Return every one of the lines below that contains the word "wing".

------ ENTRIES ------

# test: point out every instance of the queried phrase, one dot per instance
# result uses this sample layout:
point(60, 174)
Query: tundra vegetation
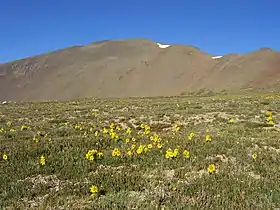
point(216, 152)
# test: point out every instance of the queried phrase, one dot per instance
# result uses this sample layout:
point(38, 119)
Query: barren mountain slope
point(134, 67)
point(259, 69)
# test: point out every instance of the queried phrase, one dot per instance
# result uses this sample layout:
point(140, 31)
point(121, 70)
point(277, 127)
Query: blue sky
point(32, 27)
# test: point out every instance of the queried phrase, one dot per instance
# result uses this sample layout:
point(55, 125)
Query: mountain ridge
point(134, 67)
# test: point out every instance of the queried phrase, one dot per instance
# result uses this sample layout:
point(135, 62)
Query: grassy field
point(219, 152)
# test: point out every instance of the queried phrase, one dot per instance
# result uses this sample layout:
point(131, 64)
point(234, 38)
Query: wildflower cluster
point(94, 154)
point(170, 154)
point(269, 118)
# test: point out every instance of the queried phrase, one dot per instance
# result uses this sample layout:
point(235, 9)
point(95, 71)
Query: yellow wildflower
point(254, 156)
point(191, 135)
point(5, 156)
point(105, 130)
point(140, 150)
point(231, 121)
point(159, 145)
point(268, 114)
point(128, 131)
point(93, 189)
point(112, 125)
point(211, 168)
point(100, 154)
point(129, 153)
point(186, 154)
point(116, 152)
point(42, 160)
point(23, 127)
point(208, 138)
point(35, 139)
point(96, 133)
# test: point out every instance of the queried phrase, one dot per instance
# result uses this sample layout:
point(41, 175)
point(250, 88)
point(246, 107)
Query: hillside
point(134, 67)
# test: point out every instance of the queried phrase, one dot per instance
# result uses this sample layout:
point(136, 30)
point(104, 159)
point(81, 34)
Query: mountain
point(134, 67)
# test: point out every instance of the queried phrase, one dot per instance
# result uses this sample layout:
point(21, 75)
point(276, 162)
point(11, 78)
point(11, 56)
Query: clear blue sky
point(30, 27)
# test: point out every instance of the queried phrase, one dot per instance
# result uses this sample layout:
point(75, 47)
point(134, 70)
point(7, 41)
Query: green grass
point(148, 180)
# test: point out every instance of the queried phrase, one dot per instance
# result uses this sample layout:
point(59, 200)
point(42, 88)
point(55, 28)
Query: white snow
point(217, 57)
point(163, 46)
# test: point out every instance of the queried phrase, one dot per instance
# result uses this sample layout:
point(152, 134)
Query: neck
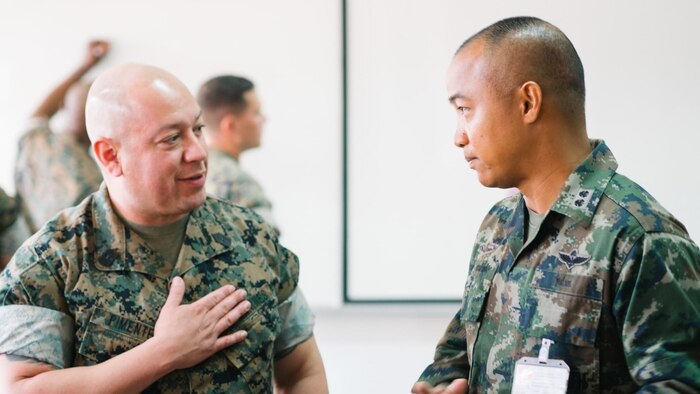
point(553, 166)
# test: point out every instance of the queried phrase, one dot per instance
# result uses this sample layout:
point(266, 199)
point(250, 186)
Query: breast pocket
point(568, 311)
point(108, 335)
point(253, 357)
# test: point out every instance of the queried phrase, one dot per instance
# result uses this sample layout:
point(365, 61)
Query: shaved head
point(525, 49)
point(146, 133)
point(118, 96)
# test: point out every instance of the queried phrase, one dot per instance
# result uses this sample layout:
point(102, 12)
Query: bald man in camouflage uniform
point(583, 257)
point(95, 300)
point(233, 124)
point(9, 211)
point(54, 170)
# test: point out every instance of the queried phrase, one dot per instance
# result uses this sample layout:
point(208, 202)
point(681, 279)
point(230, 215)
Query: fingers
point(97, 49)
point(230, 317)
point(209, 301)
point(231, 339)
point(458, 386)
point(177, 291)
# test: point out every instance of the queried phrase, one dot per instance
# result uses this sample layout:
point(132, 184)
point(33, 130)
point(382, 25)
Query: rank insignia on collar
point(573, 259)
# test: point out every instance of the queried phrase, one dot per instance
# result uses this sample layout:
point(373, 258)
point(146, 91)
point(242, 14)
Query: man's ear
point(530, 97)
point(106, 153)
point(229, 126)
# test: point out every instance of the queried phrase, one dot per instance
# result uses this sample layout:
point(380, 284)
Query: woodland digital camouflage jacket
point(611, 277)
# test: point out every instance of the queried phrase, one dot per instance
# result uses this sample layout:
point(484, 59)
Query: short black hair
point(542, 52)
point(223, 94)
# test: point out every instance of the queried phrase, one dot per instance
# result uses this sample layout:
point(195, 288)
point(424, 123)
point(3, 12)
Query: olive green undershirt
point(534, 220)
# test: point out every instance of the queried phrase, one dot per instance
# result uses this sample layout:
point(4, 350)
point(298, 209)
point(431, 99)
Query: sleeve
point(282, 261)
point(657, 306)
point(9, 210)
point(450, 361)
point(34, 324)
point(297, 323)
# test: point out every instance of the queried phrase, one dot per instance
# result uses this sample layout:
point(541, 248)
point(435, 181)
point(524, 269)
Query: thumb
point(177, 291)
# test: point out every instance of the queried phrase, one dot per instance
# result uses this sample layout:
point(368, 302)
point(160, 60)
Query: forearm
point(450, 360)
point(130, 372)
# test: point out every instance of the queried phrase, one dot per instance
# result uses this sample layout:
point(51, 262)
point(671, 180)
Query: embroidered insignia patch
point(573, 259)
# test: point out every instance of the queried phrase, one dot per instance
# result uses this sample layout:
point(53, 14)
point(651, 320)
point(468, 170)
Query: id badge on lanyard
point(540, 374)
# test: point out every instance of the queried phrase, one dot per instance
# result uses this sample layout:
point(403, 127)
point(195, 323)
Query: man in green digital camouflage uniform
point(54, 170)
point(9, 211)
point(233, 124)
point(583, 257)
point(148, 284)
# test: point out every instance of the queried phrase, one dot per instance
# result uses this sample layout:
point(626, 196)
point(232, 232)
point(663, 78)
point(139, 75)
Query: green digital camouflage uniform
point(8, 210)
point(227, 180)
point(52, 172)
point(86, 288)
point(611, 277)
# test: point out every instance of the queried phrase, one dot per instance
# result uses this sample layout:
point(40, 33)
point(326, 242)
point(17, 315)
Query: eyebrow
point(455, 97)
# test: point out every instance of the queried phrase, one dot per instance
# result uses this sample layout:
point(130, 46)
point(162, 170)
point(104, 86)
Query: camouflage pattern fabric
point(85, 263)
point(52, 172)
point(8, 210)
point(611, 277)
point(227, 180)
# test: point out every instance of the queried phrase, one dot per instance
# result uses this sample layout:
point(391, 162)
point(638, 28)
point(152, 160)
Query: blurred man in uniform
point(95, 301)
point(54, 170)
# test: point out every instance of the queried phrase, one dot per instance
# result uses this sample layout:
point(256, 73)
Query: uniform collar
point(581, 193)
point(117, 248)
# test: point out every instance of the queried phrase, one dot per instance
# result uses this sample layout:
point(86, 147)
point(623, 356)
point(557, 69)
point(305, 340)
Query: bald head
point(525, 49)
point(124, 94)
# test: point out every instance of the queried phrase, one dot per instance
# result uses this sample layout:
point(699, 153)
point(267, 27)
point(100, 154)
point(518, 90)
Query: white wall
point(293, 57)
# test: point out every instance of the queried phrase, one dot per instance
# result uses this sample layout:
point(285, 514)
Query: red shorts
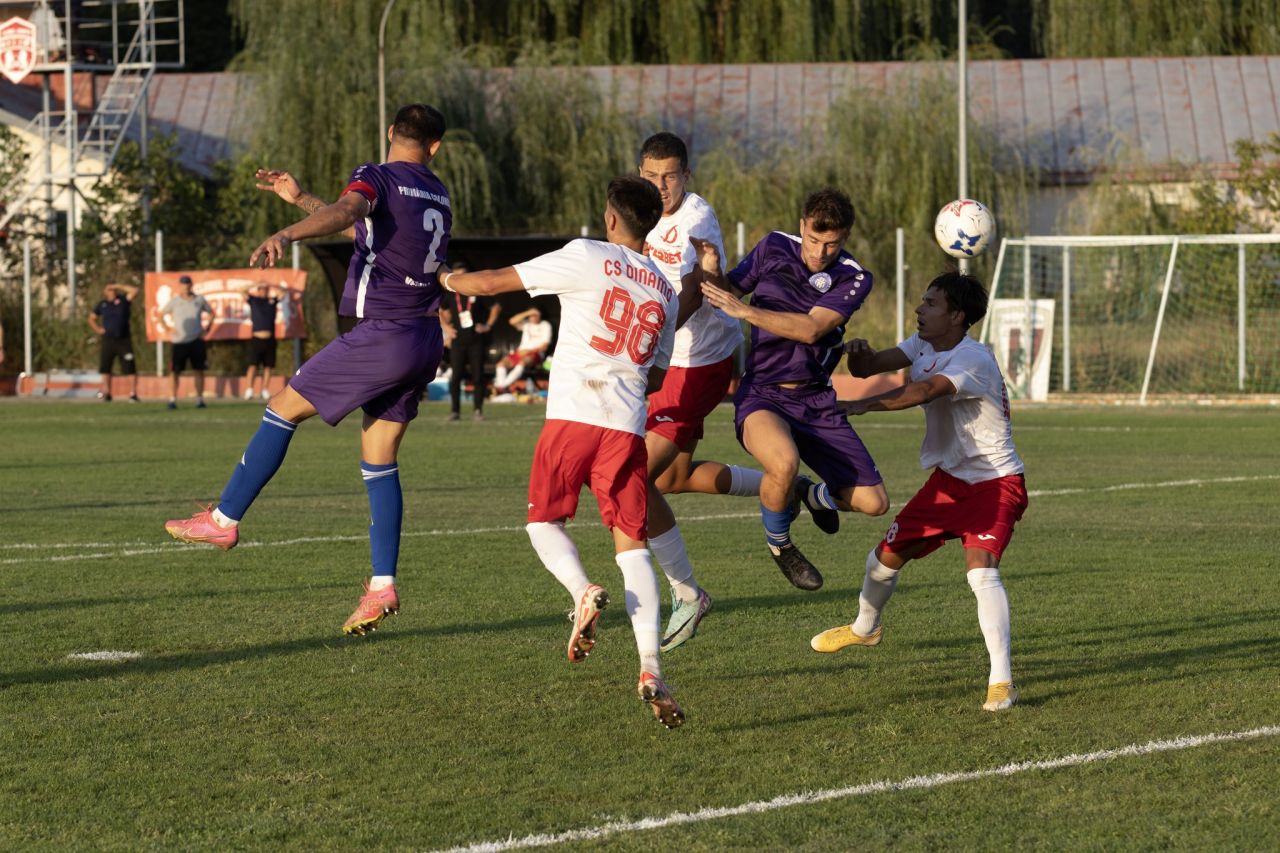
point(981, 515)
point(611, 461)
point(688, 395)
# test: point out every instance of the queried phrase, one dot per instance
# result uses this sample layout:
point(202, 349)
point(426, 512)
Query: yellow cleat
point(1000, 697)
point(375, 605)
point(837, 638)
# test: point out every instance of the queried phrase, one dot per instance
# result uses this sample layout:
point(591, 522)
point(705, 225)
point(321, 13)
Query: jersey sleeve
point(967, 372)
point(705, 227)
point(560, 272)
point(848, 293)
point(368, 182)
point(910, 347)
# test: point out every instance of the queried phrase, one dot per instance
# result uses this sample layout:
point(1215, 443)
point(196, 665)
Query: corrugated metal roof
point(1065, 115)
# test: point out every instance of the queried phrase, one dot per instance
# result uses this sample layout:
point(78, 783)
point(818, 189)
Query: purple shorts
point(382, 366)
point(823, 437)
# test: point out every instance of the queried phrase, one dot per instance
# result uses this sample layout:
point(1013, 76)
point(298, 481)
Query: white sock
point(668, 550)
point(222, 520)
point(744, 482)
point(993, 620)
point(558, 553)
point(878, 584)
point(643, 607)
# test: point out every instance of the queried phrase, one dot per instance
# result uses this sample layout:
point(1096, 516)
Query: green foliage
point(897, 160)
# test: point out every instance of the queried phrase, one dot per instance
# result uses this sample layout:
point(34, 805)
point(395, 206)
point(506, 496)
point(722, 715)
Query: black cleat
point(798, 569)
point(826, 520)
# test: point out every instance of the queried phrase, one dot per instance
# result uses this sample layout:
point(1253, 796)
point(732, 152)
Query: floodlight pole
point(963, 106)
point(382, 81)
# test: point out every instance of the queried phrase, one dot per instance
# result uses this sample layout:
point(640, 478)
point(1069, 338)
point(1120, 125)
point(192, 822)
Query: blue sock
point(819, 496)
point(387, 510)
point(777, 525)
point(259, 464)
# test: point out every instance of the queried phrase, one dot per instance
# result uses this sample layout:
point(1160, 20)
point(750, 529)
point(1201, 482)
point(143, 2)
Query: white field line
point(104, 656)
point(456, 532)
point(808, 798)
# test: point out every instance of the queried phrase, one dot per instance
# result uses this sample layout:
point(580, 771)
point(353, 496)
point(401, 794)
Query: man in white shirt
point(535, 336)
point(702, 366)
point(977, 491)
point(617, 327)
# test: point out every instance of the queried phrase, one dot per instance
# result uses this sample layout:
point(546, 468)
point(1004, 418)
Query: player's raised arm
point(865, 361)
point(485, 282)
point(329, 219)
point(915, 393)
point(288, 188)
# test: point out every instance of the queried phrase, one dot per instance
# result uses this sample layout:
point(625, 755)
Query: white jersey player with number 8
point(617, 331)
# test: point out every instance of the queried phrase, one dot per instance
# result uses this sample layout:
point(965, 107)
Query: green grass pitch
point(1143, 584)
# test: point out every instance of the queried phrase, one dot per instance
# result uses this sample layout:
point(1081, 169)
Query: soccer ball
point(964, 227)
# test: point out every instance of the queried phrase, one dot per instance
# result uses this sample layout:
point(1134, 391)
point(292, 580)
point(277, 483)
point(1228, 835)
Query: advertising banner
point(1022, 337)
point(227, 292)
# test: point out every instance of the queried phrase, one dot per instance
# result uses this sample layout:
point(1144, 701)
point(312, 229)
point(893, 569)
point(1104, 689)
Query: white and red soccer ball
point(964, 228)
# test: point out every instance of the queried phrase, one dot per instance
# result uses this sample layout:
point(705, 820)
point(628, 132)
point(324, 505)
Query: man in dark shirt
point(110, 322)
point(263, 302)
point(469, 318)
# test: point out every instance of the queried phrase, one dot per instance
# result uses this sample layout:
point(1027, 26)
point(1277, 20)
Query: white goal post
point(1141, 315)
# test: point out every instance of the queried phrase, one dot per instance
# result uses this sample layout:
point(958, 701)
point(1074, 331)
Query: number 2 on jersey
point(433, 223)
point(634, 328)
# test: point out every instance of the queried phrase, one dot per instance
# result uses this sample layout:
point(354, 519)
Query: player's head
point(664, 164)
point(634, 205)
point(417, 128)
point(826, 220)
point(952, 302)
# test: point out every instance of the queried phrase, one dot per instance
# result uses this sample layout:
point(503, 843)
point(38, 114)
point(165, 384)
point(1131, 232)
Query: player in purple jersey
point(402, 218)
point(803, 292)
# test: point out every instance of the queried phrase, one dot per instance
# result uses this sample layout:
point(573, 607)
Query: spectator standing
point(469, 319)
point(535, 337)
point(188, 310)
point(264, 301)
point(110, 322)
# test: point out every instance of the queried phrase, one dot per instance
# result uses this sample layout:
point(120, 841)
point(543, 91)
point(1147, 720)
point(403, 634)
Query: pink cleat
point(585, 616)
point(202, 528)
point(657, 694)
point(374, 605)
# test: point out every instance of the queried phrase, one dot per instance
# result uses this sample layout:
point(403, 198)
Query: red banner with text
point(227, 292)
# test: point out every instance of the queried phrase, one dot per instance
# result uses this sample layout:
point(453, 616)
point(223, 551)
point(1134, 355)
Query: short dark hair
point(828, 209)
point(419, 122)
point(663, 146)
point(638, 203)
point(964, 293)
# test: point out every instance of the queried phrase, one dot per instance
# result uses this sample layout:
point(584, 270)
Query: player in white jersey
point(976, 492)
point(617, 328)
point(702, 366)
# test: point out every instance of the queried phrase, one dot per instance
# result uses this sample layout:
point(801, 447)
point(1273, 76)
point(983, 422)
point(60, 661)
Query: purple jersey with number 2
point(778, 281)
point(400, 243)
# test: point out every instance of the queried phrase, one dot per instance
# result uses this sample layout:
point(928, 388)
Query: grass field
point(1143, 585)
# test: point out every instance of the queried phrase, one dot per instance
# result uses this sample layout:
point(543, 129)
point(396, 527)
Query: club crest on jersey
point(821, 282)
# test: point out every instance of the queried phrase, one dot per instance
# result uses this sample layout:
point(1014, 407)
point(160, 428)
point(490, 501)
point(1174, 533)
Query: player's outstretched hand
point(279, 182)
point(270, 250)
point(708, 256)
point(725, 301)
point(860, 355)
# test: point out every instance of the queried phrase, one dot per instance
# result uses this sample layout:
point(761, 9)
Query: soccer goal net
point(1137, 315)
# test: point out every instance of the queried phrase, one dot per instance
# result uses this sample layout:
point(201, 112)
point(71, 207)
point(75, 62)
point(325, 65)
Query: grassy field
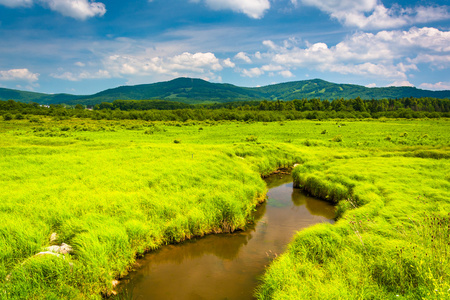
point(115, 189)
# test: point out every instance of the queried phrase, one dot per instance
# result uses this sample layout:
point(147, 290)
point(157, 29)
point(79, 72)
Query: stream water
point(227, 266)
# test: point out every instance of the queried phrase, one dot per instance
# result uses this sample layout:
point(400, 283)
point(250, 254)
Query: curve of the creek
point(227, 266)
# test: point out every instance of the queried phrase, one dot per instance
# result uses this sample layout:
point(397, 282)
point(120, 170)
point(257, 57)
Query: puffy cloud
point(371, 14)
point(252, 8)
point(436, 86)
point(244, 57)
point(286, 74)
point(16, 3)
point(100, 74)
point(19, 75)
point(228, 63)
point(77, 9)
point(253, 72)
point(390, 54)
point(401, 83)
point(186, 64)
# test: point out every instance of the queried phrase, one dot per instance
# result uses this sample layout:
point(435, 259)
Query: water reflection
point(226, 266)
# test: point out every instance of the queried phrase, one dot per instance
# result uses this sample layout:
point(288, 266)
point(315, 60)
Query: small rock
point(53, 237)
point(65, 249)
point(54, 248)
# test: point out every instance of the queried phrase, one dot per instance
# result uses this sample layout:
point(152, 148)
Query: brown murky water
point(227, 266)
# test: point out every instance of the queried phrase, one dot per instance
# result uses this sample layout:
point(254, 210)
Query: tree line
point(266, 111)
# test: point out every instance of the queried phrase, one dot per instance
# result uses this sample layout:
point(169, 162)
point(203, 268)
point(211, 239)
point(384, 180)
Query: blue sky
point(83, 46)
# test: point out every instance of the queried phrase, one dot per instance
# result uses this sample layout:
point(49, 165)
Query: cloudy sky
point(85, 46)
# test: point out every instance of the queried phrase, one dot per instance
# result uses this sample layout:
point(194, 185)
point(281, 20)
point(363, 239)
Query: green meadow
point(114, 190)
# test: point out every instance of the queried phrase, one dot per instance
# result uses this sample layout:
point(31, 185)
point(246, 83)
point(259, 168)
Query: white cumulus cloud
point(253, 72)
point(252, 8)
point(436, 86)
point(401, 83)
point(372, 14)
point(77, 9)
point(228, 63)
point(19, 75)
point(16, 3)
point(244, 57)
point(390, 54)
point(199, 64)
point(100, 74)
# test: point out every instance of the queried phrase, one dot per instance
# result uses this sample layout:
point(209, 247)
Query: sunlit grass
point(115, 189)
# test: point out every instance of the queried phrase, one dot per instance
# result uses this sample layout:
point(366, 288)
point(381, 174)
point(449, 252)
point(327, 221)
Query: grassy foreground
point(115, 189)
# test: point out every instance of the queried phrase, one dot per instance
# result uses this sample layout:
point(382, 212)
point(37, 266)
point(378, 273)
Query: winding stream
point(227, 266)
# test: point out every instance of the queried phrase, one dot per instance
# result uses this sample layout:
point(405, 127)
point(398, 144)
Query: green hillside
point(194, 91)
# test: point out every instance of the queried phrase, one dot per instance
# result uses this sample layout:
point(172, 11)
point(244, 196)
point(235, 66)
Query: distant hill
point(192, 91)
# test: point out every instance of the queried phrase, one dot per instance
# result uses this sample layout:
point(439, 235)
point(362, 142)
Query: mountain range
point(193, 91)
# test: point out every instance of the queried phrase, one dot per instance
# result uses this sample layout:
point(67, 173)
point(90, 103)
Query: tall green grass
point(116, 189)
point(391, 239)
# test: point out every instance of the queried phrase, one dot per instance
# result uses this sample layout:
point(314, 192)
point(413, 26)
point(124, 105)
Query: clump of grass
point(337, 138)
point(251, 138)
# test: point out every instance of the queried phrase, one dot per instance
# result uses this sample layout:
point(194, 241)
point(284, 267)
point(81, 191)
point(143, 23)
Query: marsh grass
point(116, 189)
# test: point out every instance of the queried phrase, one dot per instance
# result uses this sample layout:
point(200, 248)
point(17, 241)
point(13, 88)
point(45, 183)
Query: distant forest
point(266, 111)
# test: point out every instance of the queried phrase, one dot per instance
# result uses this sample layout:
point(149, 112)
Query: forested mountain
point(192, 91)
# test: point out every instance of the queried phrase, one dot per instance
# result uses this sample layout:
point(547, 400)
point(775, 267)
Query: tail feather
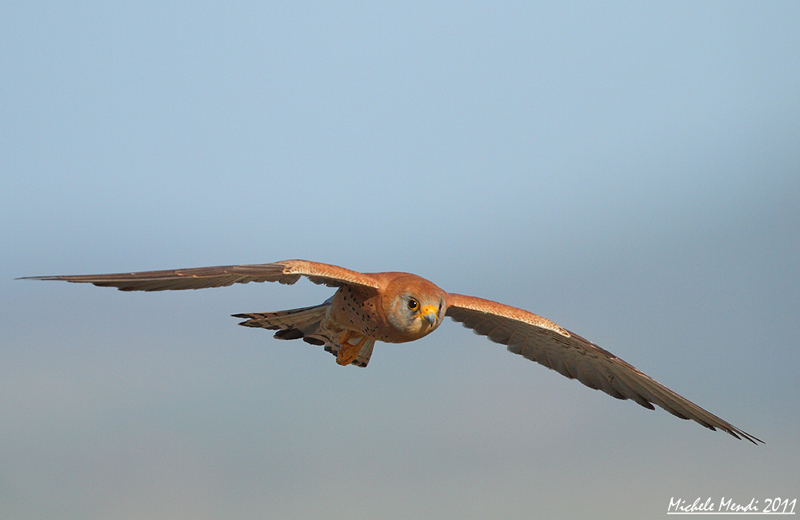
point(306, 324)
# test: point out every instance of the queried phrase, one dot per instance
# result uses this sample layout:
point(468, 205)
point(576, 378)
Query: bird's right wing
point(286, 272)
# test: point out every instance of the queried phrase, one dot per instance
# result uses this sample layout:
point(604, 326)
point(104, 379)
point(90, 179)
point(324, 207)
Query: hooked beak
point(429, 314)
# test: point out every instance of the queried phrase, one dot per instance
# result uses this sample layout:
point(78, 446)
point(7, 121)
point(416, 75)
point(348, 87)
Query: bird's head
point(413, 305)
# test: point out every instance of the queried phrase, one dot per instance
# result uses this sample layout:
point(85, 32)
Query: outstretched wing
point(541, 340)
point(286, 272)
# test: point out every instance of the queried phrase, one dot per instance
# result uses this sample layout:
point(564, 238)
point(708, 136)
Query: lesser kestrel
point(401, 307)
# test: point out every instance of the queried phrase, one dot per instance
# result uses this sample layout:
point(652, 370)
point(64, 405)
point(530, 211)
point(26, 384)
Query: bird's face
point(414, 307)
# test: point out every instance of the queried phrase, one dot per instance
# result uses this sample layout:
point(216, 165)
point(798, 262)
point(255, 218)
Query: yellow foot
point(347, 351)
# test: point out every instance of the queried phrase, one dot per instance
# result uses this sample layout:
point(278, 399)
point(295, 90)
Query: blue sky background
point(628, 170)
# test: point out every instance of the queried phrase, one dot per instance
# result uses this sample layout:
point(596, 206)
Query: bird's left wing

------

*REPLY:*
Query: bird's right wing
Query: outstretched wing
Query: bird's left wing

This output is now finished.